◆ WHAT TO DO:
Scan the material for the word "wooden", then return every line where it appears.

◆ MATERIAL PROVIDED:
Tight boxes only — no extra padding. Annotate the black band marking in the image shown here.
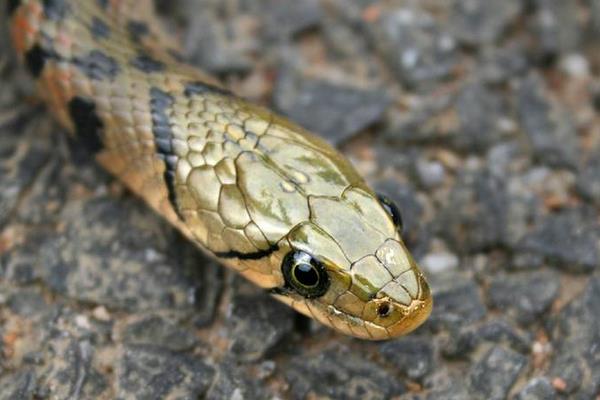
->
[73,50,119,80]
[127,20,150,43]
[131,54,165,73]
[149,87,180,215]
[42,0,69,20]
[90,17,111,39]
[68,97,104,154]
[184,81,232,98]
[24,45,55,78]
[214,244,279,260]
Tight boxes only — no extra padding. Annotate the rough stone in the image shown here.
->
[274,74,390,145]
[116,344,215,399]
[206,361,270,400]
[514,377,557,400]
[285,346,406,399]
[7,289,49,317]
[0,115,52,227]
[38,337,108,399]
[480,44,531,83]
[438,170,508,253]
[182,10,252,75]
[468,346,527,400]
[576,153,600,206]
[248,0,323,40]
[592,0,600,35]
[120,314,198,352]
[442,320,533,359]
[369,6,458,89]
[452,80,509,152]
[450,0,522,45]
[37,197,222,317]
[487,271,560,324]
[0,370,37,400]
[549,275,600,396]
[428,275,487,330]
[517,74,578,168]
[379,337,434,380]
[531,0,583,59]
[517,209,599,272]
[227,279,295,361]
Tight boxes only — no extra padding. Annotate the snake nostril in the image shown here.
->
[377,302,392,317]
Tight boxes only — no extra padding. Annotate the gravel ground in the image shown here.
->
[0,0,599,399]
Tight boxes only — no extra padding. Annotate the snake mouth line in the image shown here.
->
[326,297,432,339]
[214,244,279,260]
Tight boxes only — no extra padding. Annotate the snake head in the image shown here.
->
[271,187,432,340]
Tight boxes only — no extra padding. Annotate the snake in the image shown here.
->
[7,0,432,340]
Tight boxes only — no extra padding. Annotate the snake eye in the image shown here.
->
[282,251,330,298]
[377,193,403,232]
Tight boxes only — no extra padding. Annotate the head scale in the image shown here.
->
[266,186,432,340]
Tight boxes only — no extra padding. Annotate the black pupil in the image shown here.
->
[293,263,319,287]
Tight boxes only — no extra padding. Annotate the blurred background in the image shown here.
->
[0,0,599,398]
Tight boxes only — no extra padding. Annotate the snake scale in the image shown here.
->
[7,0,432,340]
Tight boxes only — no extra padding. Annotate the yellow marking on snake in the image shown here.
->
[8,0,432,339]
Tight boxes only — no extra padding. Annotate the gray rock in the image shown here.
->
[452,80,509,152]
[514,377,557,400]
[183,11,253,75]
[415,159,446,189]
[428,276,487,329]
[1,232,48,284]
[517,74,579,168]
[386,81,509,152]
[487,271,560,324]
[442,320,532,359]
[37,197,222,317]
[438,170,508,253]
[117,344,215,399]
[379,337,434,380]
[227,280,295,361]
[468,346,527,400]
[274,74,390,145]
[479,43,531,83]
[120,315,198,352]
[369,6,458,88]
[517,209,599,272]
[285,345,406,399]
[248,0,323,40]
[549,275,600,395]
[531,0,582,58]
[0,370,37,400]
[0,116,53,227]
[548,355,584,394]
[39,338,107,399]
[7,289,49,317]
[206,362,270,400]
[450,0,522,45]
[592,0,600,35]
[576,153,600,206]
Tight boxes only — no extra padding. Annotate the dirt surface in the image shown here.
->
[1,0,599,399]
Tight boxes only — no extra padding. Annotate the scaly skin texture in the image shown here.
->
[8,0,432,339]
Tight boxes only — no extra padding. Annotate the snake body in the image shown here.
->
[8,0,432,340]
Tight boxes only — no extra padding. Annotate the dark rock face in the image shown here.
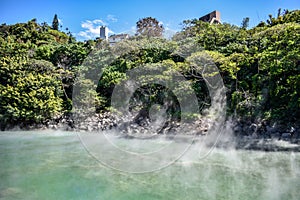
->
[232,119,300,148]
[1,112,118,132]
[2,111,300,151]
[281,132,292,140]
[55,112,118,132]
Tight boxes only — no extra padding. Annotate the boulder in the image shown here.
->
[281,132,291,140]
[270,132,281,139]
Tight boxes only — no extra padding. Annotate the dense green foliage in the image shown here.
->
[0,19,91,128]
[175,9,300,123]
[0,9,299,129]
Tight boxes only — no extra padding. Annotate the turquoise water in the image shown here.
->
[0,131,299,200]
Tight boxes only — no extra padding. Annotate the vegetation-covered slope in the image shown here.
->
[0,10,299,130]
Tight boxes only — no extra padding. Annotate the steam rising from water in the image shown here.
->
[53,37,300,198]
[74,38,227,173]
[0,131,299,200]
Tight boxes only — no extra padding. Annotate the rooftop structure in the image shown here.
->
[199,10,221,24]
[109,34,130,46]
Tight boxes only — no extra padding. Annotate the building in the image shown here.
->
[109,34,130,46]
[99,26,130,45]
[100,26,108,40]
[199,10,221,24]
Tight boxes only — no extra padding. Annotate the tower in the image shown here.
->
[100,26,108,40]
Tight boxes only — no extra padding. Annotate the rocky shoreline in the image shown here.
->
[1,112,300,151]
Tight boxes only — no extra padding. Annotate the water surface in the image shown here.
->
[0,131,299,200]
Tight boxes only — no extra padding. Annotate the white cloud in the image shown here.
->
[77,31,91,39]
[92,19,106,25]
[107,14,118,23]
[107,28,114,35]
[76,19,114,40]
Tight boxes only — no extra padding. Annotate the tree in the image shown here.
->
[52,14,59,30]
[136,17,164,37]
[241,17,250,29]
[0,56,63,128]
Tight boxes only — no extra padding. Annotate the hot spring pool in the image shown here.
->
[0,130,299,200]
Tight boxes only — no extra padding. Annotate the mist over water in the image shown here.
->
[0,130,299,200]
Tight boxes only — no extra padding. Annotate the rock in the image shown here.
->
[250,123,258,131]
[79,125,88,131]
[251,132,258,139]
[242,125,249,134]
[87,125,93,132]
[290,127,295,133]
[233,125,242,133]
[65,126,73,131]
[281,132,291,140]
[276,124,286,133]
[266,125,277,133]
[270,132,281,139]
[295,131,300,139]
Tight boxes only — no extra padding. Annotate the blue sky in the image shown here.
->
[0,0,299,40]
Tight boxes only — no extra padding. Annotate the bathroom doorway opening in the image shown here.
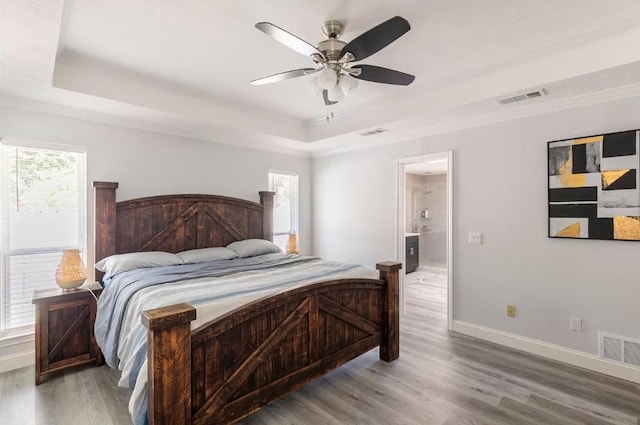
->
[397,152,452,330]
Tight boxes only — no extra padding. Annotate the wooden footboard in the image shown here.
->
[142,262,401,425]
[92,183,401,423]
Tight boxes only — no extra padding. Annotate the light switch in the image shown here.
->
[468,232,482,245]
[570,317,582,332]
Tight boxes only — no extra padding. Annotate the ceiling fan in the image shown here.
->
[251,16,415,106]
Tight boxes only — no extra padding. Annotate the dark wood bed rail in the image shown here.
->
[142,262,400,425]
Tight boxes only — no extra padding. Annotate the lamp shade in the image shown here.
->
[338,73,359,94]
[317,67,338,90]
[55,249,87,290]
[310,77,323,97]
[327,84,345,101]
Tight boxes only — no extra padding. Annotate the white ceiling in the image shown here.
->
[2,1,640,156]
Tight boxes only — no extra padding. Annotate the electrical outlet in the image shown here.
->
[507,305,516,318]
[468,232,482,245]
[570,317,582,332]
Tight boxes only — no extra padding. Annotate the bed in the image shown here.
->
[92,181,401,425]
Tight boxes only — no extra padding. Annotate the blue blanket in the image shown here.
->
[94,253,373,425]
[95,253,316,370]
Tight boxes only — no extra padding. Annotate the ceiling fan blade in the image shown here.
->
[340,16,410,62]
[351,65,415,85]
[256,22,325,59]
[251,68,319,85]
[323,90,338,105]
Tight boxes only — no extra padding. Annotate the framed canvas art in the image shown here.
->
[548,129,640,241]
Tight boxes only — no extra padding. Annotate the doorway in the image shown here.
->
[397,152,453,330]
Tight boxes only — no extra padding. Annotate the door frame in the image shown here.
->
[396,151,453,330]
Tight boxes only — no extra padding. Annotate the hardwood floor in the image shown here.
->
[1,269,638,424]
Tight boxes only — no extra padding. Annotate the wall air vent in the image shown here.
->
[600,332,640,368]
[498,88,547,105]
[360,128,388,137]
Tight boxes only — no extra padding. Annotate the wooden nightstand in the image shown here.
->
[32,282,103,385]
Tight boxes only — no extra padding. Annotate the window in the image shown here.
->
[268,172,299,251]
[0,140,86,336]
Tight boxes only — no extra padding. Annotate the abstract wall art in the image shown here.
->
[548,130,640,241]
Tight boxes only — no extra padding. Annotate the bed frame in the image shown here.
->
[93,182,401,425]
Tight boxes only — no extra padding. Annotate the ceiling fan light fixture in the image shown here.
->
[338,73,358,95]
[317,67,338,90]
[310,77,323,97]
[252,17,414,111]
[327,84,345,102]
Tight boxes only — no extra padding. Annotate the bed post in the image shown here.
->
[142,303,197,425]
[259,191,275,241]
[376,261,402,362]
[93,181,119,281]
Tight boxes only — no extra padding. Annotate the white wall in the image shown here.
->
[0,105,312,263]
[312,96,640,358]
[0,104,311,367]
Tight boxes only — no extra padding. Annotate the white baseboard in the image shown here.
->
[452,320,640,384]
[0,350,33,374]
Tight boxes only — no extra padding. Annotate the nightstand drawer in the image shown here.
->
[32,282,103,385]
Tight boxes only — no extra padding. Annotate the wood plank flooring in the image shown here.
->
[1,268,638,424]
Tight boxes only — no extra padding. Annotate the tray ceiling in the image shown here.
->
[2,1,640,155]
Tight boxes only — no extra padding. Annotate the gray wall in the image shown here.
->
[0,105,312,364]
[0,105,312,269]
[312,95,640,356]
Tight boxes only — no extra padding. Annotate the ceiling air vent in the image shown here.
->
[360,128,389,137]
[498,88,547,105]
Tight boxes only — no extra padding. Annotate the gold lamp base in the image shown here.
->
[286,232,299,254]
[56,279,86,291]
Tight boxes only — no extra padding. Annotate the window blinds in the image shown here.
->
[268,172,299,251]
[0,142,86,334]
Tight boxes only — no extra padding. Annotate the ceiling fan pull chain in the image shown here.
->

...

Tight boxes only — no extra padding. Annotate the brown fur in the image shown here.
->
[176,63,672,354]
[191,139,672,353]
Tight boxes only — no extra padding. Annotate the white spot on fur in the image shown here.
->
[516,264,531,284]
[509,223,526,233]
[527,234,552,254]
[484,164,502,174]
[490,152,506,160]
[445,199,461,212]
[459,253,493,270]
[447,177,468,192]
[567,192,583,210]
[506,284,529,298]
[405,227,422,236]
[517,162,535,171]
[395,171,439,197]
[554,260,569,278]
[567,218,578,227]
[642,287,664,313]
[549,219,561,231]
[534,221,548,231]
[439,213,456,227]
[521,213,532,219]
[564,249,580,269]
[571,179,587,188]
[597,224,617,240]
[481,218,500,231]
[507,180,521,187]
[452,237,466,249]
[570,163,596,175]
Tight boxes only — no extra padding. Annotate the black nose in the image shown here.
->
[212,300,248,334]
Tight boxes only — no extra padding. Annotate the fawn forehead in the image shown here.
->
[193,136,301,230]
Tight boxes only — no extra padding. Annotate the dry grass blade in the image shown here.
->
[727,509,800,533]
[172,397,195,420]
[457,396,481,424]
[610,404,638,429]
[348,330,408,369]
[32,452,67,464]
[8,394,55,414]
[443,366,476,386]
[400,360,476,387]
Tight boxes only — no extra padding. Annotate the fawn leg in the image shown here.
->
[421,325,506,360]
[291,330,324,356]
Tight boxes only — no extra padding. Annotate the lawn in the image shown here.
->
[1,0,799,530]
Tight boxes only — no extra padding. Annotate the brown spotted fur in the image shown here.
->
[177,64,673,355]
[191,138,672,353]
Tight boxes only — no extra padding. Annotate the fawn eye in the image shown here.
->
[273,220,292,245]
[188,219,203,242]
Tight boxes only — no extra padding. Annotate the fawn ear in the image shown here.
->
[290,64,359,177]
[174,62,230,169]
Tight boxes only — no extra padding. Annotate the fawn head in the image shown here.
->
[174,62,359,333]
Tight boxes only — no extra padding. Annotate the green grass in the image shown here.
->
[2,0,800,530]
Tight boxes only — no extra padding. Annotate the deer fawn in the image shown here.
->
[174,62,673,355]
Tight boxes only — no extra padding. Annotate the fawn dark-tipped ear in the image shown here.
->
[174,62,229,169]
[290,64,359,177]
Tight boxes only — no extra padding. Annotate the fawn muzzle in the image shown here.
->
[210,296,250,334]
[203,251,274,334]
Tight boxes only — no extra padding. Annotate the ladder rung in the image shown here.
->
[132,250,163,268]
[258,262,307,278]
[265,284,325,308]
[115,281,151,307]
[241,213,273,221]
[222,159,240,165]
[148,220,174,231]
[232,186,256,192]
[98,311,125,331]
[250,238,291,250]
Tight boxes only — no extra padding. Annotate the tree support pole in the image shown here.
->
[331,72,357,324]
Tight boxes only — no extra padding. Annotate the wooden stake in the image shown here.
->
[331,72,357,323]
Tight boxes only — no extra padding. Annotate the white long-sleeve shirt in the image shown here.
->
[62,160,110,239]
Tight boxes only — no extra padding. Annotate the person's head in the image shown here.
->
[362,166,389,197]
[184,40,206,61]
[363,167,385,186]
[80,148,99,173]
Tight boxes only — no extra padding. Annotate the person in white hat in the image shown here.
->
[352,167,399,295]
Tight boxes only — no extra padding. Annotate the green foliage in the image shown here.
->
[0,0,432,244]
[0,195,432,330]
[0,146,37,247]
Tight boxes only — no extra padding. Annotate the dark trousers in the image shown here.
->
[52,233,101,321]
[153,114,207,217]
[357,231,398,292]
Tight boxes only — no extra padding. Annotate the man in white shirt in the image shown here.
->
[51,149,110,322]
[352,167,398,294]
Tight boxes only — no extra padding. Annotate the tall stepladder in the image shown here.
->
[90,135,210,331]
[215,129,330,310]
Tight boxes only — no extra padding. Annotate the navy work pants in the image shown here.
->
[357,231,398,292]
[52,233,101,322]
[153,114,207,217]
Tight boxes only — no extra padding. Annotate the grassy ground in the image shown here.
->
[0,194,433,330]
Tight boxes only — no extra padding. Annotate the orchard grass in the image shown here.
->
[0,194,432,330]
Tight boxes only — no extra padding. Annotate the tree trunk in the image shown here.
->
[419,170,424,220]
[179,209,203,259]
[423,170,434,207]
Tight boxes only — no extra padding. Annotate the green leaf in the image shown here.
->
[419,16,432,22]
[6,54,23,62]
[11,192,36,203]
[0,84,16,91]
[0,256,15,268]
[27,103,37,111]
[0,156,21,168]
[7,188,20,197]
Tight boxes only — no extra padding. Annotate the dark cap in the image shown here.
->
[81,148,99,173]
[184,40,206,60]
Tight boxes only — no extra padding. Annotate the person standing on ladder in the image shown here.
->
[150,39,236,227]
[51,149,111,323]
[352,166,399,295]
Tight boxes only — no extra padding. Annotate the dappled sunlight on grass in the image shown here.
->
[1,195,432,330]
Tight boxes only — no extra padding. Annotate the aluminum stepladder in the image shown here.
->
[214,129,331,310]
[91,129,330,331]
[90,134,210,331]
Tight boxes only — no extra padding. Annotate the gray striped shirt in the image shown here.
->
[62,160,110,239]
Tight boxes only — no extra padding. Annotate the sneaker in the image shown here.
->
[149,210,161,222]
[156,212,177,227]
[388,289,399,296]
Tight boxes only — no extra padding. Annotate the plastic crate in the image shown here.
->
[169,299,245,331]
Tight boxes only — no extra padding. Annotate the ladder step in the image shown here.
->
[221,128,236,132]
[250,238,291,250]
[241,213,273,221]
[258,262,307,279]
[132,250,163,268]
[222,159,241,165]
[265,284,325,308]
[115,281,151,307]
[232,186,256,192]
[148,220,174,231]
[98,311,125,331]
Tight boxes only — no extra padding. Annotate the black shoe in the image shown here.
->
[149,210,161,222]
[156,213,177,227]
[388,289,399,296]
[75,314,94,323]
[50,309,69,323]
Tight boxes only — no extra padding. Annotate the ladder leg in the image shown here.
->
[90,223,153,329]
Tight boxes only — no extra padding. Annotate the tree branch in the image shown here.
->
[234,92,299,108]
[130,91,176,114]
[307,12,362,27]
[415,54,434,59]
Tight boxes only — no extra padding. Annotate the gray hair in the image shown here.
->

---

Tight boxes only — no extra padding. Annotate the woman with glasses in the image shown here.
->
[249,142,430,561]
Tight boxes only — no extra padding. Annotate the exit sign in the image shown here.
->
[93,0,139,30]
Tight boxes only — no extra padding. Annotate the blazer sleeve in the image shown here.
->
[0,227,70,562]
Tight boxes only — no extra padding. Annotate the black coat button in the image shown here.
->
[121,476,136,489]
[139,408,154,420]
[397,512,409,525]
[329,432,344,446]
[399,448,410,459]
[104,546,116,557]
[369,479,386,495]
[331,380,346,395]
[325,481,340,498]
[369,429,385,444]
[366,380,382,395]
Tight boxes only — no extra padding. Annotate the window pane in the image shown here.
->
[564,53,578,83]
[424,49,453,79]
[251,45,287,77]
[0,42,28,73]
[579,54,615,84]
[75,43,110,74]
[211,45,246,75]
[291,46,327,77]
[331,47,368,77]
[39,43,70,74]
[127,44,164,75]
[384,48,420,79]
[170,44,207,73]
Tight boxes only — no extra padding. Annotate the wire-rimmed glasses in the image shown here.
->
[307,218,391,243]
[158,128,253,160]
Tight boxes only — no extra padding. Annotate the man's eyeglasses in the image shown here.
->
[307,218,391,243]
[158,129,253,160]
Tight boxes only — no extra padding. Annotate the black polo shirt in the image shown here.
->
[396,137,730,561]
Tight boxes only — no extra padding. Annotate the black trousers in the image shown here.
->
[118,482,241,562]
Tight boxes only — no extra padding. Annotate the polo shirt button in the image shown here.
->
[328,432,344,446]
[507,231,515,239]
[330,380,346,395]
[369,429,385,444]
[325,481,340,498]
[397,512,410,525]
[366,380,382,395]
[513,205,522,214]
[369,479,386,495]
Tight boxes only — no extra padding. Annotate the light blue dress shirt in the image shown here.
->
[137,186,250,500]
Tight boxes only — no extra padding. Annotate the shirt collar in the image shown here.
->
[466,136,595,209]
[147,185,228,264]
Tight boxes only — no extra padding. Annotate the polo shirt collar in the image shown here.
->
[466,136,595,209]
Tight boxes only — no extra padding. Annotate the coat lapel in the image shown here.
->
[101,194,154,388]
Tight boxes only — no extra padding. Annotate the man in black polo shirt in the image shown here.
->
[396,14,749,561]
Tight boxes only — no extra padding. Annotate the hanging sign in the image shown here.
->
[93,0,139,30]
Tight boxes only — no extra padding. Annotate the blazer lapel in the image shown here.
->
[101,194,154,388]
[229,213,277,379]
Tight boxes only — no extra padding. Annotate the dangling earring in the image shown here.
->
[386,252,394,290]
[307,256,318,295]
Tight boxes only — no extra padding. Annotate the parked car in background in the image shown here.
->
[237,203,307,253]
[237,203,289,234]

◆ EXERCISE RESPONSE:
Tight boxes only — no extra padding. Annotate the wooden footboard in the image shown here.
Tight boxes only — no extra padding. Annotate the wooden nightstand in the image shown here.
Tight boxes only — no extra padding. Annotate the wooden stake in the image shown here.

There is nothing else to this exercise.